§ Problems and tasks
A: List, in order, every place the article about the Bnei Brak cardiac arrest rescue says the patient was taken or kept, from where he collapsed to where he had angioplasty.
B: Continue the article about the Bnei Brak cardiac arrest rescue from where it stops.

§ Text
A 45-year-old Bnei Brak man last month experienced two clinical death episodes and lived to tell about them thanks to a joint lifesaving initiative by Magen David Adom and Shamir Medical Center that put a heart-lung bypass machine on an ambulance.
On June 27, the man went into cardiac arrest in an art gallery in Bnei Brak. The key to his survival was the fact that he received initial CPR from a civilian and that EMTs arrived in minutes, ensuring his organs received oxygen even though his heart was not beating.
Within one minute-and-50 seconds of the patient’s collapse, the person who called MDA was performing CPR under the MDA dispatcher’s direction. Within three minutes of the call, MDA first responders were at the scene administering cardiac shocks from a defibrillator to restart the man’s heart.
And within five minutes, an MDA MICU unit was at the scene, initiating the patient’s transfer. At the same time, a second ambulance, a special ECMO (extracorporeal membrane oxygenation) unit equipped with a heart-lung bypass machine that MDA and Shamir Medical Center installed several months ago, also raced to the scene.
Soon after the MICU team initiated the transfer, the patient’s heart stopped for a second time and MDA decided to transfer him to the ECMO ambulance, providing him with a better chance of arriving at the hospital with his brain and organs fully oxygenated.
The MDA team pulled the man from the MICU ambulance and took him to a nearby ceramics store, where the owner allowed them to use his floor space as a medical staging area for the ECMO machine.
After the patient was put on the ECMO machine, which was now replacing his heart and lungs, he was loaded into the ECMO ambulance and rushed to the catheter lab at Shamir Medical Center, where he underwent angioplasty.
He regained consciousness the next day, looking amazingly well, and recorded a thank-you video to MDA for saving his life.
“I remember going to work and then waking up in the hospital and I didn’t understand what I was doing there,” he said. “I was told I had already been in the next world, and thanks to the angels of MDA and Shamir Hospital team, my life was saved.”

§ Entries shown
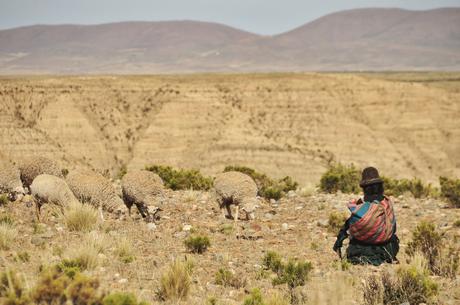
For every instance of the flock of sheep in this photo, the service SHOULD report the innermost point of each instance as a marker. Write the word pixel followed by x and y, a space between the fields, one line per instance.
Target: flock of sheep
pixel 44 180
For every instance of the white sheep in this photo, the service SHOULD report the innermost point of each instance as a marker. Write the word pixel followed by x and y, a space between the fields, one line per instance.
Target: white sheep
pixel 141 188
pixel 238 189
pixel 52 189
pixel 37 165
pixel 89 186
pixel 10 179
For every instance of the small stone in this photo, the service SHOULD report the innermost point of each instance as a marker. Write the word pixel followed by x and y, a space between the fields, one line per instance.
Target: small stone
pixel 151 226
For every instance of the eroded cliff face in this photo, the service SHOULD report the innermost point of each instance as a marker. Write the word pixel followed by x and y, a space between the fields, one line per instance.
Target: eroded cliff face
pixel 282 124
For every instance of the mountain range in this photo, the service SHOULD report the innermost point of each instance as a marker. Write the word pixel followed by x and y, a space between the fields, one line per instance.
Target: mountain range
pixel 353 40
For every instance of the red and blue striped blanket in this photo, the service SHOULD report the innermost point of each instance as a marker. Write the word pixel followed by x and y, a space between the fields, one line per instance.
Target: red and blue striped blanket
pixel 372 222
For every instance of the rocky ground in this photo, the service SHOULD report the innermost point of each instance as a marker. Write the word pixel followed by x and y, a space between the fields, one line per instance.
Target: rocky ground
pixel 295 226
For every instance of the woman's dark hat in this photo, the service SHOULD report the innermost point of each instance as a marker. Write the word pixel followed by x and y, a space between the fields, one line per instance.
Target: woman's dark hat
pixel 370 176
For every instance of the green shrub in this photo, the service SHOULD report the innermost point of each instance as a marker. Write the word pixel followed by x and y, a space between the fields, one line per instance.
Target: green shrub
pixel 226 278
pixel 450 189
pixel 268 187
pixel 120 298
pixel 336 221
pixel 255 298
pixel 396 187
pixel 175 282
pixel 293 273
pixel 340 178
pixel 426 240
pixel 181 179
pixel 197 244
pixel 12 290
pixel 4 199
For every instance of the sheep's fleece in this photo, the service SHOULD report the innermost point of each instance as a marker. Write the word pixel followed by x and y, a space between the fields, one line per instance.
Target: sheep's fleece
pixel 49 188
pixel 89 186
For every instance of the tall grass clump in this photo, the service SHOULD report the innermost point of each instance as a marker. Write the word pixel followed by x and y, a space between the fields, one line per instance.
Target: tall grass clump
pixel 442 259
pixel 293 273
pixel 8 234
pixel 181 179
pixel 80 217
pixel 339 177
pixel 268 188
pixel 197 244
pixel 450 189
pixel 176 281
pixel 411 284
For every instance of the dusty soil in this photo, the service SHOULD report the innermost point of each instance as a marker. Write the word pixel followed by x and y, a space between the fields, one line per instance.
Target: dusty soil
pixel 406 124
pixel 294 227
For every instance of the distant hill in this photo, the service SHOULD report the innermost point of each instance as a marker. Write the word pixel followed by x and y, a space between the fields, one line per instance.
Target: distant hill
pixel 361 39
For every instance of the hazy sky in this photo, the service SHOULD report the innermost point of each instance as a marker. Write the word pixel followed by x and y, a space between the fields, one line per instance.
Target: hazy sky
pixel 259 16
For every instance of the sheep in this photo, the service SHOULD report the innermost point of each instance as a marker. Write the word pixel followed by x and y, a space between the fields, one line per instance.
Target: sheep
pixel 49 188
pixel 140 188
pixel 10 180
pixel 89 186
pixel 37 165
pixel 238 189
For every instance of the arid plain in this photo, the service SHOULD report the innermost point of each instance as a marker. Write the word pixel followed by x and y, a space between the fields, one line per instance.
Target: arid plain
pixel 405 124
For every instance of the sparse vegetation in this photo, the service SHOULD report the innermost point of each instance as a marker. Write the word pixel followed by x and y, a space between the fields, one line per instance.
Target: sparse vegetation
pixel 8 234
pixel 450 189
pixel 226 278
pixel 293 273
pixel 336 221
pixel 411 284
pixel 197 244
pixel 181 179
pixel 441 258
pixel 268 187
pixel 80 217
pixel 342 178
pixel 124 250
pixel 175 282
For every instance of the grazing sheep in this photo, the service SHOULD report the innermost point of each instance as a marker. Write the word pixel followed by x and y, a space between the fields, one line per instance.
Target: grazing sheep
pixel 52 189
pixel 89 186
pixel 10 180
pixel 37 165
pixel 140 188
pixel 238 189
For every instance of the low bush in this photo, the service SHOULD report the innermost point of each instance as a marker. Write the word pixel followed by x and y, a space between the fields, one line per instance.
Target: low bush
pixel 450 189
pixel 80 217
pixel 8 234
pixel 442 259
pixel 336 221
pixel 410 284
pixel 197 244
pixel 342 178
pixel 120 298
pixel 175 282
pixel 293 273
pixel 226 278
pixel 268 187
pixel 181 179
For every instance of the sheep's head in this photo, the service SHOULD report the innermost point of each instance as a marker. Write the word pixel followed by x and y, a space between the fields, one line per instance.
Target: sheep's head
pixel 17 194
pixel 249 206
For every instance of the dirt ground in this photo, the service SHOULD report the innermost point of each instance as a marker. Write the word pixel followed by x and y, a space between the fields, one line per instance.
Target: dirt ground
pixel 295 226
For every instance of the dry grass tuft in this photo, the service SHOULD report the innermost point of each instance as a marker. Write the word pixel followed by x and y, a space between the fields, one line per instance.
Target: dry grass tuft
pixel 175 282
pixel 80 217
pixel 8 234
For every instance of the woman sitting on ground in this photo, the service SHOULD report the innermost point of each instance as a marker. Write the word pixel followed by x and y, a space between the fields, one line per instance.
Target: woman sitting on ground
pixel 371 226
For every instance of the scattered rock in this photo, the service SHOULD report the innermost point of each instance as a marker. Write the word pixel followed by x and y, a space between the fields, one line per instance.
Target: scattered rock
pixel 151 226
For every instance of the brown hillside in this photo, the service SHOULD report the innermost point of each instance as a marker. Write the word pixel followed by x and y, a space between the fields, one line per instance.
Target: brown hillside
pixel 282 124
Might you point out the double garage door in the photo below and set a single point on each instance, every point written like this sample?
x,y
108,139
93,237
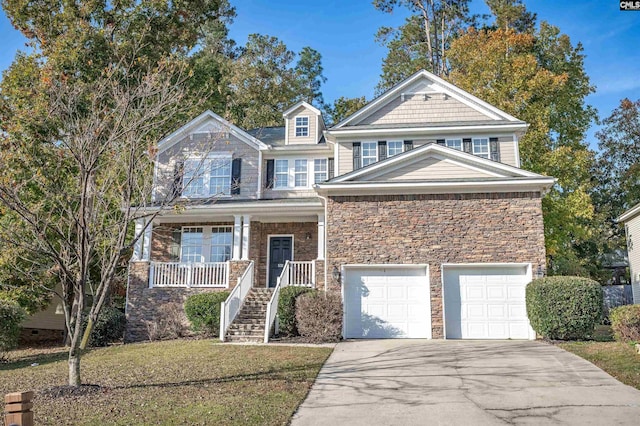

§ Solved tasks
A:
1. An art gallery in Bnei Brak
2. The MDA MICU ambulance
3. A nearby ceramics store
4. The ECMO ambulance
5. The catheter lab at Shamir Medical Center

B:
The ECMO unit installed on an ambulance is a game-changer, according to Dr. Shafir Botner, senior paramedic and head of MDA’s paramedic training program. This makes Israel one of the few countries in the world — along with the United States, Britain, France, Australia, and the Netherlands — using ECMO technology outside a hospital setting.
“It buys the paramedics time, enabling them to work smartly and without the sense that time is ticking away because they know they don’t have to worry about the patient’s brain and other organs being deprived of oxygen,” Dr. Botner said.
“It has been a great privilege for me to be a part of leading the revolution in the field of CPR in Israel,” said Dr. Gal Pachys, director of the Department of Emergency Medicine at Shamir Medical Center. “Although changes and updates have been made in this field in recent decades in Israel and throughout the world, the rate of survival for out-of-hospital cardiac arrest is persistently low and remains below 5% in Israel.”
Innovations like the ECMO ambulance could make survival rates for cardiac events appreciably higher.
Since that incident in Bnei Brak, several other patients have been saved with the ECMO ambulance — all with seemingly good outcomes so far.
“Magen David Adom is looking at designing an even more advanced vehicle that can perform even more complex procedures outside hospital walls to save even more lives,” said Gil Moscowitz, MDA’s deputy director-general for operations.